**WRITTEN EXERCISE**.
Copy out every line of the data below word for word, with nothing added, left out, or changed.

**RECORDS SUPPLIED**.
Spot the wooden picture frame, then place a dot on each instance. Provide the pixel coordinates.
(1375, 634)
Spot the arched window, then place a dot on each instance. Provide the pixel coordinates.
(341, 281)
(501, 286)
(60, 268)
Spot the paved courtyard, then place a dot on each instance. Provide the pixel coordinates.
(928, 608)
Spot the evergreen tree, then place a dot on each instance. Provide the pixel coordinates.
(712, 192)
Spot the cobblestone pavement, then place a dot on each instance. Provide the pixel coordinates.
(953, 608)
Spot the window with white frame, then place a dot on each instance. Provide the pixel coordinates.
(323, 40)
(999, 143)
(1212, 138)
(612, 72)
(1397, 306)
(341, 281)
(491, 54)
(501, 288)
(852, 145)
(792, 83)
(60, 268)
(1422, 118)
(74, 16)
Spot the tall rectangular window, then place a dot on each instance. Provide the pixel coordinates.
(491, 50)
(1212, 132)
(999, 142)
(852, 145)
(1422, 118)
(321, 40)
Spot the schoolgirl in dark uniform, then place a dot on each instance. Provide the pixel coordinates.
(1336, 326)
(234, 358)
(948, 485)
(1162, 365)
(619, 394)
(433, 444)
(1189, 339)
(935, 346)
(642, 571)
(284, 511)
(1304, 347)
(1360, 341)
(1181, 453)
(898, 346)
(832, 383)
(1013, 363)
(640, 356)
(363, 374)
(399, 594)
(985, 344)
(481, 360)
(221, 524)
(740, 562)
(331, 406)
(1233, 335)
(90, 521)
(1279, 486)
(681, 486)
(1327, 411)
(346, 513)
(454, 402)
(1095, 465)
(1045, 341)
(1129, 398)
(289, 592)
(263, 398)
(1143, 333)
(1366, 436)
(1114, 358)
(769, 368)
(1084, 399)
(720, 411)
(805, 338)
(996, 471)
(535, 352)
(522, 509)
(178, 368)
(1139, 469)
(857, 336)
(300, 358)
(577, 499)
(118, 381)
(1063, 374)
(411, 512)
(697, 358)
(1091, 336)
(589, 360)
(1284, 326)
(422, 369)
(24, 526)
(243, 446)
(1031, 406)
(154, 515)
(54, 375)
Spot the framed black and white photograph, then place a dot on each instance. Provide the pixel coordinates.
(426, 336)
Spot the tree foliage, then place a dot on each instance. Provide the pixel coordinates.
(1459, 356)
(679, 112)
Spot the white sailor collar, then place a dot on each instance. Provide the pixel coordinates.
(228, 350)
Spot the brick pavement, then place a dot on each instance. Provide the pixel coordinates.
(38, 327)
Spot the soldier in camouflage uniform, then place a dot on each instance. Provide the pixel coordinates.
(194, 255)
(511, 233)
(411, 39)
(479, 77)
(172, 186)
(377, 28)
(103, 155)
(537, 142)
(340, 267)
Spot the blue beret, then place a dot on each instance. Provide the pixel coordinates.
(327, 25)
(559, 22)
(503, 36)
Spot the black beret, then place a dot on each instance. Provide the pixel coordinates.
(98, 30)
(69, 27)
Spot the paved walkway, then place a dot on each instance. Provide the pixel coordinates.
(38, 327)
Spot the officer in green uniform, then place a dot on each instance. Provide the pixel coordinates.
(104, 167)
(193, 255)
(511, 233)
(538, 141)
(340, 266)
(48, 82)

**ANSWER TO THE PROBLEM**.
Spot the wooden picture frame, then place a dot on each instance. Provide the pixel coordinates.
(1375, 634)
Spot the arched window, then place a dot on each instance. Provide the pixel coordinates.
(341, 281)
(501, 286)
(60, 268)
Spot the paved courtyard, then place a dot on each instance. Provide the pixel coordinates.
(928, 608)
Spot the evergreen tree, then place a dot on each instance. Provide the pixel coordinates.
(712, 192)
Spot the cobblestone pavement, then place a dot on each instance. Provide the pixel coordinates.
(953, 608)
Spot the window with white frame, then place a dot on each instance. Provide the pixel coordinates.
(323, 40)
(999, 143)
(1212, 138)
(612, 72)
(1397, 306)
(341, 281)
(491, 54)
(501, 288)
(852, 145)
(792, 83)
(60, 268)
(1422, 118)
(74, 16)
Spot the tall rectangular window, then place a dot on each instance. Provide the pixel coordinates.
(491, 50)
(1212, 132)
(999, 142)
(852, 145)
(1422, 118)
(321, 40)
Spot the schoolgirl in dark uniform, then place a dot on each instance. Provide the pixel coordinates.
(1336, 326)
(234, 358)
(948, 485)
(1162, 365)
(619, 394)
(433, 444)
(1189, 339)
(935, 346)
(642, 571)
(284, 511)
(1304, 347)
(1360, 341)
(1181, 453)
(898, 346)
(832, 383)
(1013, 363)
(640, 356)
(363, 374)
(399, 594)
(985, 344)
(481, 360)
(221, 524)
(740, 562)
(331, 406)
(1233, 335)
(90, 521)
(1279, 486)
(681, 486)
(1327, 411)
(346, 513)
(454, 402)
(1095, 465)
(1045, 341)
(1129, 398)
(289, 592)
(263, 398)
(1143, 333)
(1366, 436)
(1114, 358)
(769, 368)
(1084, 399)
(720, 411)
(805, 338)
(996, 471)
(535, 352)
(522, 509)
(178, 368)
(1139, 469)
(857, 336)
(300, 358)
(577, 499)
(118, 381)
(1063, 374)
(411, 512)
(697, 358)
(1091, 336)
(589, 360)
(1284, 326)
(422, 369)
(24, 526)
(243, 446)
(1031, 406)
(154, 515)
(54, 375)
Spot the framed black and white photograph, then place a dot on each instance. Provide the pixel coordinates.
(426, 336)
Spot the tree foliage, then place a dot on each instance. Provide the pixel coordinates.
(1459, 356)
(679, 112)
Spot the white sailor collar, then place a dot on each instance. Provide the pixel coordinates.
(228, 350)
Spot the brick pavement, then place a dot on each instance. Provide the pixel coordinates.
(38, 327)
Spot the soldier in camouflage uniform, then place a dot on each instance. Provide the pixel coordinates.
(194, 255)
(511, 233)
(411, 39)
(479, 77)
(172, 186)
(377, 28)
(103, 155)
(537, 142)
(340, 267)
Spot the blue beret, then place a dot on each instance. Provide the pixel coordinates.
(327, 25)
(559, 22)
(503, 36)
Spot the black beret, then place a dot on each instance. Provide the pixel coordinates.
(98, 30)
(69, 27)
Spot the paved walkway, then place a dot on each instance. Provide the pixel coordinates.
(38, 327)
Spot the officer in green uniform, then place a dot on each instance. Provide the pixel coordinates.
(104, 167)
(193, 255)
(511, 233)
(538, 141)
(340, 266)
(48, 82)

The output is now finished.